Collected data
........
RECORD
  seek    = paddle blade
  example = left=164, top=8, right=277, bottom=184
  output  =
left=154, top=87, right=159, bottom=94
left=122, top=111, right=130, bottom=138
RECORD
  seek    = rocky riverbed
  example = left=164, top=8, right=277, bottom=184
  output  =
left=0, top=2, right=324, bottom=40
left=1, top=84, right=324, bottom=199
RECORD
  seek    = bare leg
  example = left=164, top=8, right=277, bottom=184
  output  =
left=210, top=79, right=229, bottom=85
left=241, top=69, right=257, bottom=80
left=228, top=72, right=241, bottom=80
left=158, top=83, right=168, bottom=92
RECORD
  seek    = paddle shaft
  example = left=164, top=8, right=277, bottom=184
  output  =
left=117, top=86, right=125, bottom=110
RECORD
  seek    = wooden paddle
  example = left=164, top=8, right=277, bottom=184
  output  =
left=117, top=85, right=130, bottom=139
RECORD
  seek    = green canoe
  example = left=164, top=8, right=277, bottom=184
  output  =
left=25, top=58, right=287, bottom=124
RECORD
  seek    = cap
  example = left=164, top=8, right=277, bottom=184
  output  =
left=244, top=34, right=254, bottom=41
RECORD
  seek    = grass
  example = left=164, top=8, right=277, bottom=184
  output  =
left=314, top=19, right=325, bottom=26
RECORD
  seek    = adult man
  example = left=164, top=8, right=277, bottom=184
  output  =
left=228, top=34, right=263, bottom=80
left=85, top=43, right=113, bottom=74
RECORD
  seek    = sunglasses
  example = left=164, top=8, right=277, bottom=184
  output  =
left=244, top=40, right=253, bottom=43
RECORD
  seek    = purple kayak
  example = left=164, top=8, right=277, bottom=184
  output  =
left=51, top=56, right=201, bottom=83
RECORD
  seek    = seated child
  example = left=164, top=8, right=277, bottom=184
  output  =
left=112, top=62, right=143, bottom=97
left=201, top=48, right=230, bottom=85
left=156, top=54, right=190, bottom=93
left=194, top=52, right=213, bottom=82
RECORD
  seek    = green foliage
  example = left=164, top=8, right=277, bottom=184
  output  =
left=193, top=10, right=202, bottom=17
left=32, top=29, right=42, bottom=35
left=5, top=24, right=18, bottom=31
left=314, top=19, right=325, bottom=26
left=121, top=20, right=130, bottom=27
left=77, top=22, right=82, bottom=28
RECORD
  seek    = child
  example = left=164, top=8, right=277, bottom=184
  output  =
........
| Problem |
Your task is to transcribe all of the entries word for word.

| Answer box |
RECORD
  seek    = paddle blade
  example = left=164, top=8, right=277, bottom=184
  output  =
left=154, top=87, right=159, bottom=94
left=122, top=111, right=130, bottom=138
RECORD
  seek    = rocky riverbed
  example = left=164, top=8, right=277, bottom=184
  output  =
left=0, top=2, right=324, bottom=40
left=1, top=84, right=324, bottom=199
RECORD
  seek    = bare leg
  example = left=164, top=8, right=277, bottom=184
  output  =
left=210, top=79, right=229, bottom=85
left=241, top=69, right=257, bottom=80
left=228, top=72, right=241, bottom=80
left=158, top=83, right=168, bottom=92
RECORD
  seek    = paddle shaft
  example = left=164, top=8, right=277, bottom=184
  output  =
left=117, top=86, right=125, bottom=110
RECORD
  seek    = wooden paddle
  example = left=164, top=8, right=277, bottom=184
  output  =
left=117, top=85, right=130, bottom=139
RECORD
  seek    = green canoe
  example = left=164, top=8, right=277, bottom=184
  output  =
left=25, top=58, right=287, bottom=124
RECORD
  seek    = cap
  example = left=164, top=8, right=277, bottom=184
  output  =
left=244, top=34, right=254, bottom=41
RECORD
  seek    = grass
  example = left=164, top=8, right=277, bottom=184
  output  =
left=314, top=19, right=325, bottom=26
RECORD
  seek    = adult man
  example = left=164, top=8, right=277, bottom=184
  output  =
left=228, top=34, right=263, bottom=80
left=85, top=43, right=113, bottom=74
RECORD
  seek    = sunglasses
  example = left=164, top=8, right=277, bottom=184
  output  =
left=244, top=40, right=253, bottom=43
RECORD
  seek    = purple kayak
  example = left=164, top=8, right=277, bottom=184
  output  =
left=51, top=56, right=201, bottom=83
RECORD
  seek    = seated child
  example = left=164, top=8, right=277, bottom=184
  output  =
left=112, top=62, right=143, bottom=97
left=201, top=48, right=230, bottom=85
left=156, top=54, right=190, bottom=93
left=194, top=52, right=213, bottom=82
RECORD
  seek    = green foliage
  example = left=164, top=8, right=277, bottom=184
  output  =
left=193, top=10, right=202, bottom=17
left=32, top=29, right=42, bottom=35
left=5, top=24, right=18, bottom=31
left=314, top=19, right=325, bottom=26
left=121, top=20, right=130, bottom=27
left=77, top=22, right=82, bottom=28
RECORD
  seek    = child
  example = left=164, top=8, right=277, bottom=184
  output  =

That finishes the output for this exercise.